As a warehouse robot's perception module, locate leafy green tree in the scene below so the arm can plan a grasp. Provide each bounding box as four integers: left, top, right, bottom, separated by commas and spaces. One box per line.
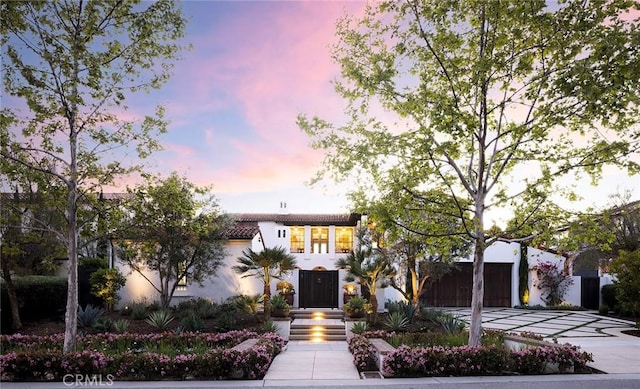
298, 0, 640, 346
356, 187, 471, 307
0, 174, 66, 331
611, 250, 640, 317
0, 0, 186, 353
232, 246, 297, 320
89, 268, 127, 311
118, 173, 230, 309
336, 226, 397, 322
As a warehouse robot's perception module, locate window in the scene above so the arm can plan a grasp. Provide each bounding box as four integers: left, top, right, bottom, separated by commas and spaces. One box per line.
176, 261, 187, 290
311, 227, 329, 254
291, 227, 304, 253
336, 227, 353, 253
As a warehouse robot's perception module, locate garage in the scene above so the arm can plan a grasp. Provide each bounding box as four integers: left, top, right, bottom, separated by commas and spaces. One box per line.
422, 263, 513, 307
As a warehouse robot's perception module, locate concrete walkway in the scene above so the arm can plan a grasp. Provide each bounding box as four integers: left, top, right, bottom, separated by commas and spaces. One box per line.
2, 308, 640, 389
264, 340, 360, 383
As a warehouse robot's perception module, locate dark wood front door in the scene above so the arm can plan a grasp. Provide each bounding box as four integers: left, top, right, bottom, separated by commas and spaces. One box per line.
298, 270, 338, 308
423, 263, 513, 307
580, 277, 600, 309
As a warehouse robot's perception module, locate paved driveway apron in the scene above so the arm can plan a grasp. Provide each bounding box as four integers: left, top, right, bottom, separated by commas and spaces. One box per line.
447, 308, 640, 374
448, 308, 633, 341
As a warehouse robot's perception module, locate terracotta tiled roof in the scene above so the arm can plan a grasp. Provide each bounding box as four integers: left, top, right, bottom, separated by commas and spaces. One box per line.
226, 223, 260, 240
232, 213, 360, 226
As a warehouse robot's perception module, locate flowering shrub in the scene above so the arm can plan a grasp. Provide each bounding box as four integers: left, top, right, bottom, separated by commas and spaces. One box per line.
382, 346, 509, 377
533, 262, 573, 306
347, 334, 377, 371
0, 330, 284, 381
0, 330, 262, 354
349, 331, 593, 377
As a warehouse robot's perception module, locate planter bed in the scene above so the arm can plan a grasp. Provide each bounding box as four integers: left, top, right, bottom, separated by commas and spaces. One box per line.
349, 331, 593, 378
0, 330, 284, 382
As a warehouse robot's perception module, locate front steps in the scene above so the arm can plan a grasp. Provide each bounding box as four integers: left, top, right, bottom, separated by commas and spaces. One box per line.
289, 309, 347, 342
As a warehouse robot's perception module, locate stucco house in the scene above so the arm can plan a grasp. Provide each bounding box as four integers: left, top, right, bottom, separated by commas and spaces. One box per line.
114, 213, 376, 308
114, 209, 599, 309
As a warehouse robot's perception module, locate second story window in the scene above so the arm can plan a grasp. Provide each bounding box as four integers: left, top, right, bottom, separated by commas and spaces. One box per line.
291, 227, 304, 253
336, 227, 353, 253
311, 227, 329, 254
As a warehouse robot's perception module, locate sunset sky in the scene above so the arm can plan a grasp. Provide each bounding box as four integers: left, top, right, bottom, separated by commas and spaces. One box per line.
148, 0, 640, 220
5, 0, 640, 224
131, 1, 364, 212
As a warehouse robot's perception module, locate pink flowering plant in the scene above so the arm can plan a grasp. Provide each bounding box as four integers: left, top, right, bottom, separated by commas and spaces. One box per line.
0, 330, 284, 381
532, 262, 573, 307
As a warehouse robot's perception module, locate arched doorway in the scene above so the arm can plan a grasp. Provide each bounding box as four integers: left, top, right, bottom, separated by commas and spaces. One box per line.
298, 268, 338, 308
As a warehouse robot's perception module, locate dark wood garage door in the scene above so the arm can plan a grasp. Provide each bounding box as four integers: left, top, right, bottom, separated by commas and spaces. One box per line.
298, 270, 338, 308
422, 263, 513, 307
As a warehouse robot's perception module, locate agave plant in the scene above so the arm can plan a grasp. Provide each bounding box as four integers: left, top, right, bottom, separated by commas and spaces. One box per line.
113, 319, 130, 334
260, 320, 280, 333
383, 311, 410, 331
145, 309, 174, 330
78, 304, 105, 327
351, 321, 369, 334
438, 312, 467, 334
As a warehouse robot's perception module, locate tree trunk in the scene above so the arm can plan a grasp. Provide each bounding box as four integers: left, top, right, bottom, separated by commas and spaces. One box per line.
0, 255, 22, 331
368, 285, 378, 323
469, 201, 485, 347
262, 281, 271, 321
62, 185, 78, 354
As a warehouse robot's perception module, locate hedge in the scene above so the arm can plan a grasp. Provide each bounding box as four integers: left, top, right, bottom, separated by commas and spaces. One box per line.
0, 276, 67, 329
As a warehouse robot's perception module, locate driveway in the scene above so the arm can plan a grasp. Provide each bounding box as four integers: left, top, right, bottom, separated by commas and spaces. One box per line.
446, 308, 640, 374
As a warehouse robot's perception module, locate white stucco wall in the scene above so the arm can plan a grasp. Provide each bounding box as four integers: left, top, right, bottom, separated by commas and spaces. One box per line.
116, 240, 262, 307
528, 247, 582, 306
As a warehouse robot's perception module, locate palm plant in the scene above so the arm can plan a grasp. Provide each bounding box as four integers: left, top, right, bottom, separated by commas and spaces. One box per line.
336, 227, 396, 321
232, 246, 296, 318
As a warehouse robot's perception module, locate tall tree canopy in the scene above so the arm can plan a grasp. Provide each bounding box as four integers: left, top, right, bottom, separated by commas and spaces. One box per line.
298, 0, 640, 346
0, 0, 186, 352
118, 173, 230, 308
231, 246, 297, 319
354, 186, 471, 307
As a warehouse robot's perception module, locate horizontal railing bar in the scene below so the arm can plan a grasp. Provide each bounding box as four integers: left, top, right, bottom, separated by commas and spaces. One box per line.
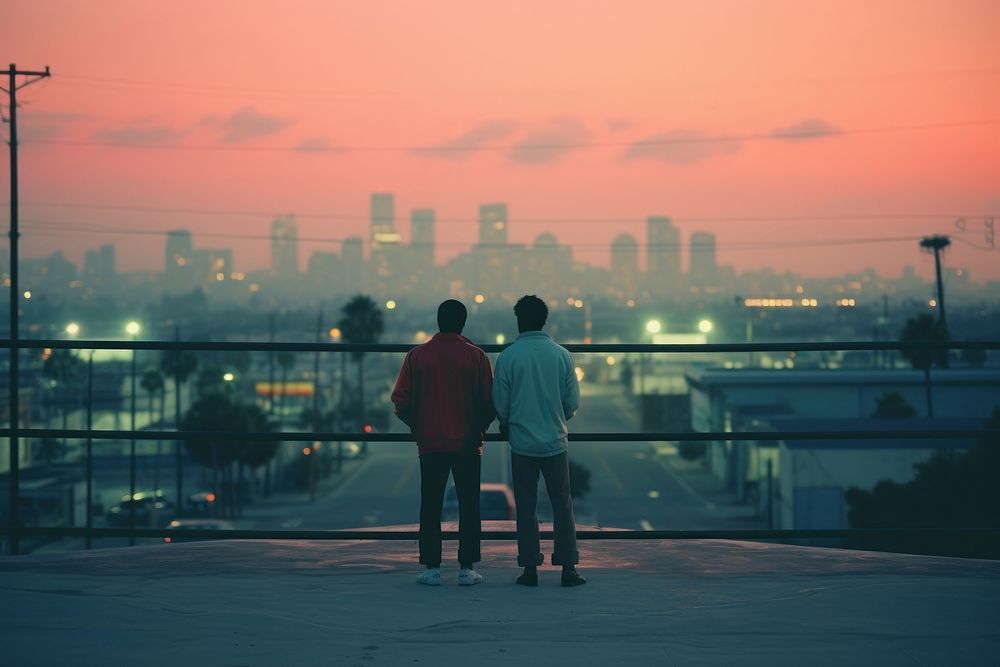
0, 339, 1000, 353
0, 428, 1000, 442
7, 526, 1000, 541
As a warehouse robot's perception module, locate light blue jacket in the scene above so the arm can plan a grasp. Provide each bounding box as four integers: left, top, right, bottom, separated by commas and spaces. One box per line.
493, 331, 580, 456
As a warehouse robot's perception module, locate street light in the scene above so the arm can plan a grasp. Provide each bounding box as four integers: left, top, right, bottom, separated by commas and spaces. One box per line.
125, 320, 142, 546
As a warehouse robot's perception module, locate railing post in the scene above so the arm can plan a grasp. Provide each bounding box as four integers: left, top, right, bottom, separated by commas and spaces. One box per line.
84, 350, 94, 549
128, 336, 138, 547
7, 63, 21, 556
767, 458, 774, 530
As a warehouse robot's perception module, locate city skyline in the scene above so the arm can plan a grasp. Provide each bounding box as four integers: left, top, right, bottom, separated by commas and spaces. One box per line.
0, 0, 1000, 280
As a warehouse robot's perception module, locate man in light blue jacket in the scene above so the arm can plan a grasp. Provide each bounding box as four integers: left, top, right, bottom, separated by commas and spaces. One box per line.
493, 295, 586, 586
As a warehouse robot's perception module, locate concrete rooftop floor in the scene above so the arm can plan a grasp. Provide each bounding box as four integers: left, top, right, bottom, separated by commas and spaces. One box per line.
0, 522, 1000, 666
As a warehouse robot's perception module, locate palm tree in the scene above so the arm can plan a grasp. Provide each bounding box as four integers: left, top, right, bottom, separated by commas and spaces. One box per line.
337, 294, 385, 451
139, 368, 165, 489
160, 348, 198, 510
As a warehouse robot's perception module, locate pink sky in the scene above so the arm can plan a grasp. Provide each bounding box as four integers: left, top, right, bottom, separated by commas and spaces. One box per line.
0, 0, 1000, 280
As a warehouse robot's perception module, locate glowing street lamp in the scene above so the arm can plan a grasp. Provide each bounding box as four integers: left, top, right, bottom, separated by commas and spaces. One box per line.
125, 320, 142, 546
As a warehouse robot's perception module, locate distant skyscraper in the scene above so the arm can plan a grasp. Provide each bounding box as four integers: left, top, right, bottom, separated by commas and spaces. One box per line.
646, 216, 681, 292
83, 243, 116, 287
339, 236, 365, 293
164, 229, 194, 272
611, 234, 639, 297
410, 208, 434, 268
689, 232, 718, 285
163, 229, 196, 294
271, 215, 299, 280
479, 204, 508, 245
371, 192, 399, 245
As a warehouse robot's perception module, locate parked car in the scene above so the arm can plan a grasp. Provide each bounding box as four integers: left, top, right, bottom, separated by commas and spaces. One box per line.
441, 482, 516, 521
185, 491, 216, 516
107, 490, 174, 526
163, 519, 233, 544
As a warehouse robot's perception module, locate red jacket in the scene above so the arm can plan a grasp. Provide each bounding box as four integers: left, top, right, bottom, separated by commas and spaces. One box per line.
392, 332, 496, 456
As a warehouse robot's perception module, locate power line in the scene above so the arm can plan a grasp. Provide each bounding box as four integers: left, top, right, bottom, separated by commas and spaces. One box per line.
11, 201, 993, 224
50, 67, 1000, 98
25, 119, 1000, 155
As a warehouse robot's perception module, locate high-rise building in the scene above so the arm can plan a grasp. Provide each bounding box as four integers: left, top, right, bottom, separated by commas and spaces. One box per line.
338, 236, 365, 294
371, 192, 400, 247
611, 234, 639, 298
646, 216, 681, 292
163, 229, 197, 294
410, 208, 434, 268
83, 243, 116, 287
271, 215, 299, 280
689, 232, 719, 286
479, 204, 508, 245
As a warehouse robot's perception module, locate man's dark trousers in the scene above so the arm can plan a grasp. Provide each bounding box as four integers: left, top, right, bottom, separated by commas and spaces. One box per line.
510, 452, 580, 567
420, 451, 482, 567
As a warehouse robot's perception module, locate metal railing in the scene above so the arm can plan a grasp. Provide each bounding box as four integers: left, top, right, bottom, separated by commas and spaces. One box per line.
0, 339, 1000, 554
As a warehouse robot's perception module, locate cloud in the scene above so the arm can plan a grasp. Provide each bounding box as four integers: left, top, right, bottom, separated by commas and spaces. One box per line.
93, 123, 184, 144
410, 120, 519, 161
622, 129, 743, 165
18, 125, 63, 142
210, 106, 292, 144
770, 118, 841, 141
24, 109, 93, 123
604, 116, 632, 132
295, 137, 347, 153
507, 116, 593, 164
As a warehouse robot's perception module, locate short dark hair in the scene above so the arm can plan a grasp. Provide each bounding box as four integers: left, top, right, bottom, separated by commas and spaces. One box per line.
514, 294, 549, 331
438, 299, 469, 333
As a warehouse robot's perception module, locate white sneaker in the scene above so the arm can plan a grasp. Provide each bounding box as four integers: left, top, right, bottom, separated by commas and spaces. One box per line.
458, 568, 483, 586
417, 567, 441, 586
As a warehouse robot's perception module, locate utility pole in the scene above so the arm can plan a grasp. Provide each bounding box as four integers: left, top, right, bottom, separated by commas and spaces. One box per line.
920, 236, 951, 329
0, 63, 50, 556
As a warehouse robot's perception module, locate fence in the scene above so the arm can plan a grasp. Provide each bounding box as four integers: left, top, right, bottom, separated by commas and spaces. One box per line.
0, 340, 1000, 554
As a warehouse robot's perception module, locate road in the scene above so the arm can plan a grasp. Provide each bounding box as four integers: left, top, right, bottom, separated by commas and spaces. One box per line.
247, 385, 760, 530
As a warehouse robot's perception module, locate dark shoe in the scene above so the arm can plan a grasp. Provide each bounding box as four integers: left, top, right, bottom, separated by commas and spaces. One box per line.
562, 567, 587, 588
517, 568, 538, 586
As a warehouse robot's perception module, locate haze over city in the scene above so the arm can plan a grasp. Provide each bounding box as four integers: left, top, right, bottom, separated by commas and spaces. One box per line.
0, 2, 1000, 281
0, 0, 1000, 667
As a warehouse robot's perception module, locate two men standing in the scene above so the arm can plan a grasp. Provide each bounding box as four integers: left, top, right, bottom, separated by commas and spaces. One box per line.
392, 296, 585, 586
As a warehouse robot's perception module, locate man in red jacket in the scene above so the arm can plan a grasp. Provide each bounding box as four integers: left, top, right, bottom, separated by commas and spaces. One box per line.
392, 299, 496, 586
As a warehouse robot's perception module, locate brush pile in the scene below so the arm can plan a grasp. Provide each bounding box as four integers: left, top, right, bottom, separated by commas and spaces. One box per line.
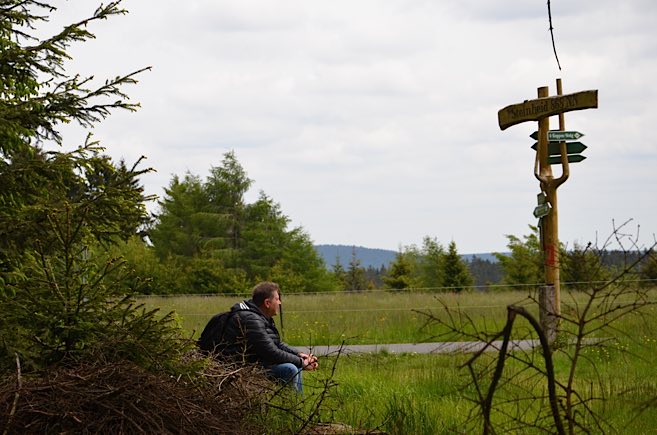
0, 356, 273, 434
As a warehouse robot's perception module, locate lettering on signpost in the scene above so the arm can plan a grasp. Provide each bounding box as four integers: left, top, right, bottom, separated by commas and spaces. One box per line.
497, 79, 598, 341
497, 89, 598, 130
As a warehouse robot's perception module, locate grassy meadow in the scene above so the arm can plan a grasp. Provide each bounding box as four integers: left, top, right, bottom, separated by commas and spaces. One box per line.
142, 291, 657, 434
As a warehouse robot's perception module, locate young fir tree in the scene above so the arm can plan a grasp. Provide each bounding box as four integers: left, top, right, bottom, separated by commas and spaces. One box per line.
344, 246, 367, 291
383, 249, 413, 290
443, 240, 474, 292
150, 152, 336, 293
0, 0, 190, 370
494, 225, 545, 290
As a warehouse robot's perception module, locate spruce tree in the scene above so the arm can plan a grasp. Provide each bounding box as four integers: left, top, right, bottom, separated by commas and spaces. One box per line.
0, 0, 186, 370
444, 240, 474, 292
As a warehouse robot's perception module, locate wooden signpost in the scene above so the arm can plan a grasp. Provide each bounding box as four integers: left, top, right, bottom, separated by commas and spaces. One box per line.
497, 79, 598, 341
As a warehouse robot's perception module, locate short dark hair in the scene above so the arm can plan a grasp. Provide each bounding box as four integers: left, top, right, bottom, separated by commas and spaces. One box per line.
251, 281, 281, 306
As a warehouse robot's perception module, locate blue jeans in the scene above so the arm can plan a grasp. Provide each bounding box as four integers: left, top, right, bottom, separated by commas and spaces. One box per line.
269, 363, 303, 393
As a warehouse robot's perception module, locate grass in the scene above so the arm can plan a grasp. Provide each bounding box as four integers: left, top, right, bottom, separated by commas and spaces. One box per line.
144, 291, 657, 434
142, 291, 540, 346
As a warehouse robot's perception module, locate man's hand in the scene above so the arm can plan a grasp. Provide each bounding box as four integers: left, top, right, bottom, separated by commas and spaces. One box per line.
299, 353, 319, 371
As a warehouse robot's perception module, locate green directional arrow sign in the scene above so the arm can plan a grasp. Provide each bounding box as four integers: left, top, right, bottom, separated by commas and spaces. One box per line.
529, 130, 584, 142
532, 142, 586, 156
548, 154, 586, 165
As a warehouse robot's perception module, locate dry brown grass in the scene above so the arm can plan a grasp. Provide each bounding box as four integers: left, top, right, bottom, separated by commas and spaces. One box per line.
0, 355, 273, 434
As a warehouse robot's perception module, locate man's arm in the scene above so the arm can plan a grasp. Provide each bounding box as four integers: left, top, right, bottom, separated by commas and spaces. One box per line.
240, 312, 303, 367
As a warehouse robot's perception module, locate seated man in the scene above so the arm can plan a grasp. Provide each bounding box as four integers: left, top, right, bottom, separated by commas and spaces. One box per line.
223, 282, 318, 392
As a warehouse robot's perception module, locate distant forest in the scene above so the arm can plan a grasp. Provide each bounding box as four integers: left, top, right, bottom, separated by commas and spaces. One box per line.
315, 245, 640, 287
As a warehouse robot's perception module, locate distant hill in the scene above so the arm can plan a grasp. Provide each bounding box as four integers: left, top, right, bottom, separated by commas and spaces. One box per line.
315, 245, 497, 269
315, 245, 397, 269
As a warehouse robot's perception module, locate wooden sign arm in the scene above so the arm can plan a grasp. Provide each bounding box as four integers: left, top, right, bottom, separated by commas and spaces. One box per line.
554, 85, 570, 189
554, 142, 570, 189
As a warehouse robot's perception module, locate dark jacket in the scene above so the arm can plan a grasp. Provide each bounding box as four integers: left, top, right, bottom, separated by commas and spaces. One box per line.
224, 300, 303, 368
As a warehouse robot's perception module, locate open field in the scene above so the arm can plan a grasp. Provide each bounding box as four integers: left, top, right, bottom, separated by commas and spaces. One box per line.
142, 291, 535, 346
142, 291, 657, 434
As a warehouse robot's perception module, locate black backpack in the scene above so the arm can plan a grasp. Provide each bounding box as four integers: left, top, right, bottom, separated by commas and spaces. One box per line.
196, 310, 243, 354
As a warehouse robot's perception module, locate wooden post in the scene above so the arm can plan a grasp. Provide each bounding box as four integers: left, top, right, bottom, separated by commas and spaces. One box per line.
498, 79, 598, 342
535, 86, 561, 342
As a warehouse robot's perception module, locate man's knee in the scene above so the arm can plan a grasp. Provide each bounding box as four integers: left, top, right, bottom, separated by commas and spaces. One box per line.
270, 363, 303, 391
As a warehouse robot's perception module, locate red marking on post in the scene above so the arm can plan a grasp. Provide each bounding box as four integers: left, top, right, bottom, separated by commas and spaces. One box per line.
545, 245, 557, 266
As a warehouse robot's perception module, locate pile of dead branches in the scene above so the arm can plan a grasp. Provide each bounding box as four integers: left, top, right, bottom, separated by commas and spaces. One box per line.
0, 356, 272, 435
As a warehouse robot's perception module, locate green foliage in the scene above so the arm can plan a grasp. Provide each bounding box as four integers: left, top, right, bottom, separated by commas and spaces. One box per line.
639, 251, 657, 287
443, 240, 473, 292
560, 243, 611, 290
149, 151, 336, 293
0, 0, 188, 370
344, 248, 367, 291
383, 250, 414, 290
417, 236, 445, 288
494, 225, 545, 286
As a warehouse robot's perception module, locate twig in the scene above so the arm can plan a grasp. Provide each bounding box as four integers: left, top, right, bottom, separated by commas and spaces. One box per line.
548, 0, 561, 71
2, 353, 23, 435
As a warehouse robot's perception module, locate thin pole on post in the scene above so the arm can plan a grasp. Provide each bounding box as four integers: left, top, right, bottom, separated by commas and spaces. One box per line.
497, 79, 598, 342
535, 86, 560, 342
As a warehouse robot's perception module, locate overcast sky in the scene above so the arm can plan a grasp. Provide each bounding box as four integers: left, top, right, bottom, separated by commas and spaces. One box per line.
51, 0, 657, 254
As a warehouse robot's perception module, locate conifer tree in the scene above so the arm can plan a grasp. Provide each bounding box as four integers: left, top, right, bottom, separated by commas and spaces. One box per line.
444, 240, 473, 292
0, 0, 186, 370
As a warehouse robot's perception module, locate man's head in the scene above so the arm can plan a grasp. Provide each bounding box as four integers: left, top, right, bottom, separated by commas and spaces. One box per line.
252, 281, 281, 317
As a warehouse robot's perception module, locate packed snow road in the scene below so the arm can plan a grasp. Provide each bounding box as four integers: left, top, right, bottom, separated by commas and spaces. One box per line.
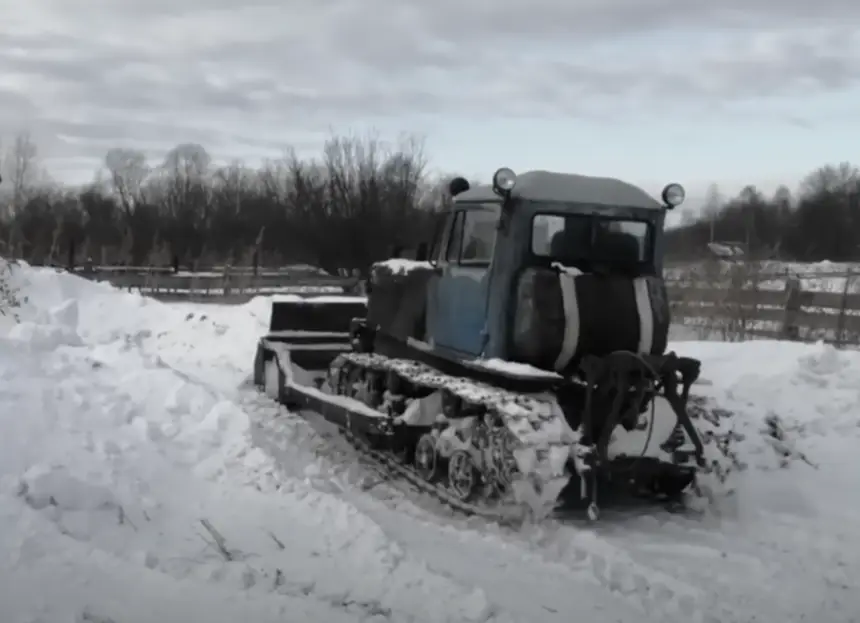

..........

_EXERCISE BRIEF_. Format the material between the lines holding "dark wood garage" and "438, 312, 467, 334", inclusive, as a two-column CSV headed text and answer, with one row for each text and its answer. Quote every field and turn line breaks into spaces.

_RESULT OF THIS TASK_.
text,answer
"As a warehouse robot's perception module, locate dark wood garage door in the scene above so the arm can plan a grasp. Provide each bounding box as four integers: left, top, right, bottom, separated by commas and spaces. One box per line.","298, 270, 338, 308 422, 263, 513, 307"
"As a warehouse robot's perception module, locate agave plant in the scene above so the arm can plan a grasp. Provide each bounding box as four integers: left, top, right, bottom, separated by commas and spaces. One box per line.","113, 319, 130, 334 260, 320, 280, 333 383, 311, 410, 331 145, 309, 174, 330 78, 304, 105, 327 351, 321, 369, 334 438, 312, 467, 334"